• Work request 1:
Answer these questions from the excerpt on estimates of R, marking each answer with its letter.
(a) How often do most devolved nations publish their estimates of R?
(b) Which document uses a fan chart to show uncertainty?
(c) To how many decimal places are the estimates given?
• Work request 2: In the excerpt on estimates of R, write out word for word everything from "We’ve been impressed" down to "of the estimates.".
• Work request 3: In the excerpt on estimates of R, turn the paragraph beginning "For example, presenting R as being within a range" into a short bulleted list that keeps its main facts.

• Document excerpt:
★ ★ ★ ★ ★
Devolved nations tend to use either those same independent models or one preferred model and apply data about the pandemic in their own countries to arrive at their consensus estimates of R. All devolved nations are publishing or intend to publish estimates for the range of R in their different countries on a regular (most on a weekly) basis. We commend the cooperation taking place between the four nations to bring about a consistent approach to R and where it should be published.

We’ve been impressed that explanations have succeeded in conveying the importance of the R-number and the role the estimates play in advice to ministers. We particularly commend;

The accessibility of the statistics

  • Estimates of R sit within a crowded, and sometimes confusing, landscape of other data and we found that broadly the needs of different types of users and potential users have been taken into account in the presentation and release of the statistics and data.

The presentation of uncertainty

  • For example, presenting R as being within a range clearly demonstrates the uncertainty in the estimate. We particularly liked the presentation of uncertainty in the Welsh Government’s Technical Advisory Cell Monitoring document which uses a fan chart to show the uncertainty. The use of estimates to one decimal place is also commended as it also conveys the uncertainty of the estimates.

The narratives about the estimates of R

  • These are particularly helpful when they are simply worded, adopt visually engaging summaries with charts and infographics about the R-number, and are presented alongside data. An example of helpful referencing to source data is the Scottish Government’s presentation Coronavirus: Modelling the epidemic in Scotland: Issue 2
  • We see the value of these narratives as helping to make sense of the decisions about school closures, social distancing and other measures aimed at reducing the spread of the virus.
★ ★ ★ ★ ★
• Data for review:
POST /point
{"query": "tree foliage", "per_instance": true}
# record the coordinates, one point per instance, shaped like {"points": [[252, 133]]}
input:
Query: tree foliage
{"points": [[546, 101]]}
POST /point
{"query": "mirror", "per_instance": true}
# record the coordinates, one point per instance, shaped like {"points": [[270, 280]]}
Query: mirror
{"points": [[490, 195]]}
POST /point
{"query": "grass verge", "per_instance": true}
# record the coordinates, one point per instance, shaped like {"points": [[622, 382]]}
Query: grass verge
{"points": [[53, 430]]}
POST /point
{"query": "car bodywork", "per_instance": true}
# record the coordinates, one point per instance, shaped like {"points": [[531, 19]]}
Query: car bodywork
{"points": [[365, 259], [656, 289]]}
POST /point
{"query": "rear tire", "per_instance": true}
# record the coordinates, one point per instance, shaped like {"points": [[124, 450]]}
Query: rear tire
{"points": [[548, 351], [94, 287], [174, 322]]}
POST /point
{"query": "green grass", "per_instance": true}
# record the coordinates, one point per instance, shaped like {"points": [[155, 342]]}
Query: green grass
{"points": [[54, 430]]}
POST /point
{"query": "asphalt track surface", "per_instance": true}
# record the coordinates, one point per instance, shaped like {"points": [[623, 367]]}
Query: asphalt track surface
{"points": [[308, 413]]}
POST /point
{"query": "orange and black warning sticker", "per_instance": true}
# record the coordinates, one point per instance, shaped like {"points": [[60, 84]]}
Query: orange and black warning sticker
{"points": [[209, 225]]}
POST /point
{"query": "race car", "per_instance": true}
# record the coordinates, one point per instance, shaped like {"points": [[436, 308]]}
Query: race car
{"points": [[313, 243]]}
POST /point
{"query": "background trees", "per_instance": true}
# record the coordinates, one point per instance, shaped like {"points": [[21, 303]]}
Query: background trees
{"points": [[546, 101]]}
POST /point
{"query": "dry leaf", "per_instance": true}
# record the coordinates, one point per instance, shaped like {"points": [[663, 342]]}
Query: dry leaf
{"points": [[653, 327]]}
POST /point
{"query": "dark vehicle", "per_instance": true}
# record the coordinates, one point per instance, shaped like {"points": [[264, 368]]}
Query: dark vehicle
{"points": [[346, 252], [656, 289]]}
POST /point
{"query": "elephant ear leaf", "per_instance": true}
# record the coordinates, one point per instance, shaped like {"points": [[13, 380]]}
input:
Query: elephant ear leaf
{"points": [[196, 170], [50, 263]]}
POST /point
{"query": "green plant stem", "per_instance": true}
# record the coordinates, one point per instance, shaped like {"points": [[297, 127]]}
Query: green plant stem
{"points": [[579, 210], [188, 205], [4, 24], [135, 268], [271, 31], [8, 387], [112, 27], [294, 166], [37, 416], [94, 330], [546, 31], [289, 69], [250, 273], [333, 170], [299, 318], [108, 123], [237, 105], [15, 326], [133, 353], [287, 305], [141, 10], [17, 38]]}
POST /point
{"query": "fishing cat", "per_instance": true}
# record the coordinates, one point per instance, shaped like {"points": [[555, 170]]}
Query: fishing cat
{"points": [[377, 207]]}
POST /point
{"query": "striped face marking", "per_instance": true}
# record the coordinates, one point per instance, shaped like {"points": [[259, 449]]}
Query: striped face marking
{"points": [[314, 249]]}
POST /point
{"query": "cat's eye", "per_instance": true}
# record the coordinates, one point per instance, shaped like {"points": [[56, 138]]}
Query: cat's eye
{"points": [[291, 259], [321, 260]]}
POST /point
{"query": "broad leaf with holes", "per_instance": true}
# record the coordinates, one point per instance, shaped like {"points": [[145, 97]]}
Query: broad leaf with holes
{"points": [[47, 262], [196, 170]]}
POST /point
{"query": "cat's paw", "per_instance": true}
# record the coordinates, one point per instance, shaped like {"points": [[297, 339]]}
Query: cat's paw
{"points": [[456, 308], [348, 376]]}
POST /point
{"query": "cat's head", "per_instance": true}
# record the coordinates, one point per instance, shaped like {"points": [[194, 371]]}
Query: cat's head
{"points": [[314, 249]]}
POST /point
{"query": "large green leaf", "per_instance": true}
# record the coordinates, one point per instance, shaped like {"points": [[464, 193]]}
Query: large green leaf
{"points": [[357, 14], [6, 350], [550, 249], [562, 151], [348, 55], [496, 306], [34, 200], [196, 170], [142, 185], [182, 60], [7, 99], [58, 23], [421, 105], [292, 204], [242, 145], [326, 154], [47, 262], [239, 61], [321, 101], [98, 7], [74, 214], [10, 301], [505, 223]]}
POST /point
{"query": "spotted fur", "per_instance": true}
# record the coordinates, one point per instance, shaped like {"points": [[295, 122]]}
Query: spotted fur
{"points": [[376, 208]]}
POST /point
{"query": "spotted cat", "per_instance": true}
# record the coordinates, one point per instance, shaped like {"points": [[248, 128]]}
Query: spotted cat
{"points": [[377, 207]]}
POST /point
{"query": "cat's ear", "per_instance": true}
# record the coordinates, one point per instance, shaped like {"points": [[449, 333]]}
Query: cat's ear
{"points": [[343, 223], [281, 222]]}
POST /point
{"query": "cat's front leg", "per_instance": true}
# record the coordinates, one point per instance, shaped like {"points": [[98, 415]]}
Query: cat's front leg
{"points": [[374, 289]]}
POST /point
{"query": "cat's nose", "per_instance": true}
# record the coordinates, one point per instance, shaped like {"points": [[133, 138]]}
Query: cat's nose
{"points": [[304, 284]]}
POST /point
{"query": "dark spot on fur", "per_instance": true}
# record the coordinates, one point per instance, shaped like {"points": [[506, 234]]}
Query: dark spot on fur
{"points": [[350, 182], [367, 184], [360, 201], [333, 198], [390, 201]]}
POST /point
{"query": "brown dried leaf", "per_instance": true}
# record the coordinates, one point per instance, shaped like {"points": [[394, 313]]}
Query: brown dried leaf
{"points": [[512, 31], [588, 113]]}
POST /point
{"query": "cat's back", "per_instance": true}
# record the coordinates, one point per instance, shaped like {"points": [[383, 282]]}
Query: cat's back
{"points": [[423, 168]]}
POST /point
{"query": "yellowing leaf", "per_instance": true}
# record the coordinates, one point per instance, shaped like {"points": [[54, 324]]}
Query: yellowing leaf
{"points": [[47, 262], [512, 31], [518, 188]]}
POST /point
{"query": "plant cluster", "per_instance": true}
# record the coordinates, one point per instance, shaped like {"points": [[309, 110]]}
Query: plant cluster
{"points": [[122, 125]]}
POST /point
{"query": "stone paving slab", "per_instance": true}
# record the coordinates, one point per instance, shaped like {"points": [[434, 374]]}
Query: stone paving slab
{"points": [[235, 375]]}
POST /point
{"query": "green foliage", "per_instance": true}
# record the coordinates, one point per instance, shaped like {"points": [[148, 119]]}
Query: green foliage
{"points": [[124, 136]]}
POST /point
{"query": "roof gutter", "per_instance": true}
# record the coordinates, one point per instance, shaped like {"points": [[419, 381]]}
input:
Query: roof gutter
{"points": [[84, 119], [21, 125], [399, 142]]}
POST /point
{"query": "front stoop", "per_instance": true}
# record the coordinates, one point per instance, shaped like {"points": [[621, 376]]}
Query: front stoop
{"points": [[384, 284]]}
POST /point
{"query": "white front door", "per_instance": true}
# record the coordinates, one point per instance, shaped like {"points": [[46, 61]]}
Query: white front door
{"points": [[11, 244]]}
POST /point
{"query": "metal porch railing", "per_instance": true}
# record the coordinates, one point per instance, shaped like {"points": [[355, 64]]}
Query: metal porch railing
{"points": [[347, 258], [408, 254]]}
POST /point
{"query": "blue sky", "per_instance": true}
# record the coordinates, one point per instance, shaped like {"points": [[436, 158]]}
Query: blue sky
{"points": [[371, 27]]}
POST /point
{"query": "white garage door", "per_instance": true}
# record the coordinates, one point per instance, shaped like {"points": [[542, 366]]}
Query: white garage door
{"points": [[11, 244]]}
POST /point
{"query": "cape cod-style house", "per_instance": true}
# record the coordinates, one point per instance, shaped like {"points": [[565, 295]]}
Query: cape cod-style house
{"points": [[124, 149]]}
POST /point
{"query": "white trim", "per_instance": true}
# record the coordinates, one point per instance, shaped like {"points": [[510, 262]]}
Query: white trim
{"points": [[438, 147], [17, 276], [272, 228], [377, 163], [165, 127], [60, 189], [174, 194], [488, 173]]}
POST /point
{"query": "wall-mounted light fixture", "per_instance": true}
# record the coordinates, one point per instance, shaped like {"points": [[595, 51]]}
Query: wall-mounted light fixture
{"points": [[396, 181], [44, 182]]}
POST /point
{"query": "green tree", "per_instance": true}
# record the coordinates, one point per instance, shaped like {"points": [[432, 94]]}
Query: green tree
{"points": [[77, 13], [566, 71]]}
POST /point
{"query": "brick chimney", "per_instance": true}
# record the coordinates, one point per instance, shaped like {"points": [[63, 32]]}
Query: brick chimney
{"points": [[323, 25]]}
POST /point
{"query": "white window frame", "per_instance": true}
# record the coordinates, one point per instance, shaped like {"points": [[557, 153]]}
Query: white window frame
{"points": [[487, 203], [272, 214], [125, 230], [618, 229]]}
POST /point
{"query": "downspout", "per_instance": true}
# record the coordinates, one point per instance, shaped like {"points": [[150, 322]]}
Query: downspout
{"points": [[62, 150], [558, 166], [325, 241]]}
★ ★ ★ ★ ★
• Exercise response 1:
(a) Weekly.
(b) The Welsh Government's Technical Advisory Cell Monitoring document.
(c) One decimal place.

• Exercise response 2:
We’ve been impressed that explanations have succeeded in conveying the importance of the R-number and the role the estimates play in advice to ministers. We particularly commend;

The accessibility of the statistics

  • Estimates of R sit within a crowded, and sometimes confusing, landscape of other data and we found that broadly the needs of different types of users and potential users have been taken into account in the presentation and release of the statistics and data.

The presentation of uncertainty

  • For example, presenting R as being within a range clearly demonstrates the uncertainty in the estimate. We particularly liked the presentation of uncertainty in the Welsh Government’s Technical Advisory Cell Monitoring document which uses a fan chart to show the uncertainty. The use of estimates to one decimal place is also commended as it also conveys the uncertainty of the estimates.

• Exercise response 3:
- Presenting R as a range clearly shows the uncertainty in the estimate.
- The Welsh Government's Technical Advisory Cell Monitoring document was particularly liked for using a fan chart to show uncertainty.
- Giving estimates to one decimal place is commended because it also conveys their uncertainty.